**Tâche à réaliser A:**
Répondez à ces questions à partir de l'extrait sur Mazone.
(i) Quelle part des familles accompagnées par Mazone est constituée de femmes qui gèrent seules leur cellule familiale ?
(ii) Quelles deux formes d'aide ces femmes reçoivent-elles chez Mazone ?
(iii) Sous le titre « UNE VERITE DIFFICILE A ENTENDRE », dans quels milieux l'extrait dit-il que ces violences existent ?
**Tâche à réaliser B:** Reprenez la rédaction de l'extrait sur Mazone après sa dernière phrase.

**Extrait du document:**
• • •
La psychanalyste de Mazone témoigne
Parmi les familles accompagnées par Mazone, 60% de femmes gèrent seules leur cellule familiale. Un nombre considérable d’entre elles ont subi des violences, morales, verbales, physiques, voire d’ordre sexuel. Certaines femmes ont également eu le courage de quitter un mari violent avec leurs enfants, voire incestueux. Elles quittent alors des situations dramatiques lorsqu’elles sentent qu’elles ne mettront pas en péril total la vie de leurs enfants, lorsqu’elles pourront a minima leur donner un toit et à manger. Chez Mazone, elles reçoivent une aide alimentaire ainsi qu’un soutien psychologique afin de trouver la voie de la reconstruction. Nous avons demandé à la psychologue psychanalyste qui les accompagne de témoigner de ces situations, de nous exprimer la manière dont elle parvient avec un travail d’une complexité sans équivalent à les faire peu à peu reprendre estime de soi, et de nous conseiller à nous, membres donateurs et bénévoles de la famille Mazone, sur ce qu’il est possible de faire en cas de doute. Ne taisez rien ! Si vous avez le moindre doute sur une situation familiale, parlez-en à des personnes compétentes pour éviter que des familles ne se murent derrière l’inintelligible et l’indicible.
Les violences et les abus au sein de la communauté juive
UNE VERITE DIFFICILE A ENTENDRE
L’inceste, la pédophilie, les abus sexuels et les violences conjugales existent au sein de notre communauté, comme ailleurs et dans tous les milieux sociaux.
• • •
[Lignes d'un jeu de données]
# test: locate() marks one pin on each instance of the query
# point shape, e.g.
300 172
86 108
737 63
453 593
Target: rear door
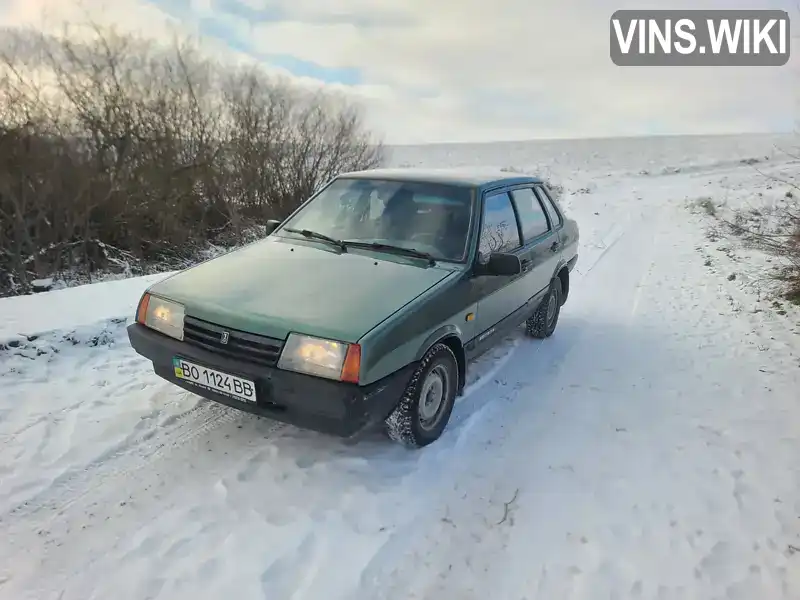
540 239
499 296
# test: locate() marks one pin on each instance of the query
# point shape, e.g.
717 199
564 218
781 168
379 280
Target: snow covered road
649 449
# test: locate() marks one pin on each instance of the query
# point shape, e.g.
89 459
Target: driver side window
499 230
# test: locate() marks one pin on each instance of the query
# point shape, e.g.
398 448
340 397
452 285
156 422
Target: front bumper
327 406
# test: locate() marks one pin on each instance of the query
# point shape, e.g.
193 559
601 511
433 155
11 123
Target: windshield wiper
392 249
314 235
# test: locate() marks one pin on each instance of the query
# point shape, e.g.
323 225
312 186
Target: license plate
217 381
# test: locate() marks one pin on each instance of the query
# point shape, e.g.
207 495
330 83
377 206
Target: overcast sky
467 70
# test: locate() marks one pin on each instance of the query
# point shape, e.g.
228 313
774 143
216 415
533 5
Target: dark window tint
555 216
531 214
499 232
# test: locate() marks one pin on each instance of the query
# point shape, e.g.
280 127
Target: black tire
542 323
407 424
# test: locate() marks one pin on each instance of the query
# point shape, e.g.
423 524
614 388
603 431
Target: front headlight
162 315
320 357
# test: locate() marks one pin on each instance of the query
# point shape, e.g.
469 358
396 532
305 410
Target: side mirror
500 264
272 225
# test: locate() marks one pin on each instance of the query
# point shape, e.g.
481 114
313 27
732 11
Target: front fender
447 330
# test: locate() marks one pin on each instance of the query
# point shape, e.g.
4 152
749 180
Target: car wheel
424 409
542 323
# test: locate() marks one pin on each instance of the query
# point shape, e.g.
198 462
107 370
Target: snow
647 450
69 308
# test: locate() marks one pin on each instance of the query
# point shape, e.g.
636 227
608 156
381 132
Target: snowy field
649 449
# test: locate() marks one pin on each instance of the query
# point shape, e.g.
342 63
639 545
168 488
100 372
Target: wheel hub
551 307
432 396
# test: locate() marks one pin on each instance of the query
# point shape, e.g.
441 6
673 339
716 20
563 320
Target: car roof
463 176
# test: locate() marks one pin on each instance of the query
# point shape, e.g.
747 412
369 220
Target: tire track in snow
127 458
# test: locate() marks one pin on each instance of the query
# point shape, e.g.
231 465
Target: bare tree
116 153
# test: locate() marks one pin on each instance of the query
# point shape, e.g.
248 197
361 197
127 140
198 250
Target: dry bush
776 231
116 153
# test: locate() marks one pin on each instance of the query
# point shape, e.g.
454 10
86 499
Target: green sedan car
363 308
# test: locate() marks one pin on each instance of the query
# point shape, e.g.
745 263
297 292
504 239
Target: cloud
467 70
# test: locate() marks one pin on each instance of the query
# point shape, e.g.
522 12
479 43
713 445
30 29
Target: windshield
430 218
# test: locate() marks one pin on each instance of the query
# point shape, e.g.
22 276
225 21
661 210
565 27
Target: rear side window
552 211
499 231
531 214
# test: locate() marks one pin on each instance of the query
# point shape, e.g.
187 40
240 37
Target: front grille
244 346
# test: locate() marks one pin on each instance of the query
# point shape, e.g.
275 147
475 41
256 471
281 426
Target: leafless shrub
117 154
775 230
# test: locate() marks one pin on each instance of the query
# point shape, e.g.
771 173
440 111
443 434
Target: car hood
276 286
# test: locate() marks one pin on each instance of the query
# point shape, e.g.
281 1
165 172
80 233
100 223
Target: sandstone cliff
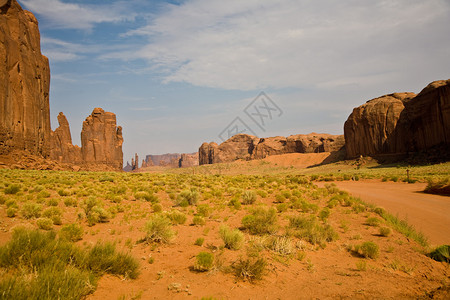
• • •
**Zone de réponse A:**
(i) 60 % des familles accompagnées.
(ii) Une aide alimentaire et un soutien psychologique.
(iii) Au sein de la communauté juive, comme ailleurs et dans tous les milieux sociaux.

**Zone de réponse B:**
L’inceste est formellement proscrit dans toutes les sociétés et pourtant il existe. Les pulsions malsaines font partie de la structure humaine. Il y a cependant des voies qui permettent de les contrer, de les transformer :
En premier lieu, ou dès le plus jeune âge, apprendre à nos enfants à respecter les interdits et les lois ; en somme mettre des limites, apprendre à supporter la frustration. L’enfant en a absolument besoin et cela dès la petite enfance. Notre histoire intime, notre passé, nos manques, nos traumatismes peuvent parfois venir entraver nos capacités à être parents et la naissance d’un enfant vient réveiller notre passé, nos douleurs profondes. Il ne s’agit pas de se culpabiliser mais d’être responsable et conscient de nos fragilités et de se faire aider si nécessaire sans culpabilité ni honte. Un thérapeute ne juge pas, il est là pour aider à comprendre certains mécanismes toxiques ou invalidants. Il s’agit de défaire les nœuds qui nous empêchent de vivre sereinement. Il s’agit aussi de se respecter et de respecter les autres. En somme d’être responsable de ses actes.
CERTAINES FAMILLES PEUVENT FAVORISER L’INCESTE
Dans les familles où l’interdit de l’inceste n’est pas respecté j’ai pu observer des points communs, notamment la confusion des places, ce qui aboutit à un déni de la différence entre soi et l’enfant et un meurtre de l’identité de l’enfant. L’adulte ne va pas supporter la séparation d’avec l’enfant et entretenir un fantasme de prolongement de soi en mettant le psychisme et le corps de son enfant à son service. Le parent n’attend de l’enfant, uniquement qu’il réponde à ses seuls manques.
Bien qu’il existe une grande hétérogénéité de profils de parents incestueux, des traits communs sont manifestes : une grande immaturité du parent dans sa vie relationnelle et un faible attachement à ses figures parentales depuis son enfance. Le couple est souvent dysfonctionnel ; la mère complice, qui se refuse souvent, pousse l’enfant dans le lit du père, cela de manière consciente ou pas.
Une de mes patientes a subi le viol répété d’un membre proche de sa famille entre l’âge de 6 ans et 17 ans, moment où l’agresseur a quitté la ville pour aller vivre en Israël. Encore aujourd’hui la patiente, âgée de 35 ans, reste traumatisée et supporte difficilement les relations intimes avec son époux. L’inceste reste un sujet caché, et quand une victime décide d’en parler on lui répond : » (je cite ma patiente) ...Tu dis n’importe quoi, c’est impossible ! » ou encore : » T’es folle, arrête de délirer… ». Il y a aussi les promesses du silence exigées par l’agresseur, la peur des représailles, d’être rejetée.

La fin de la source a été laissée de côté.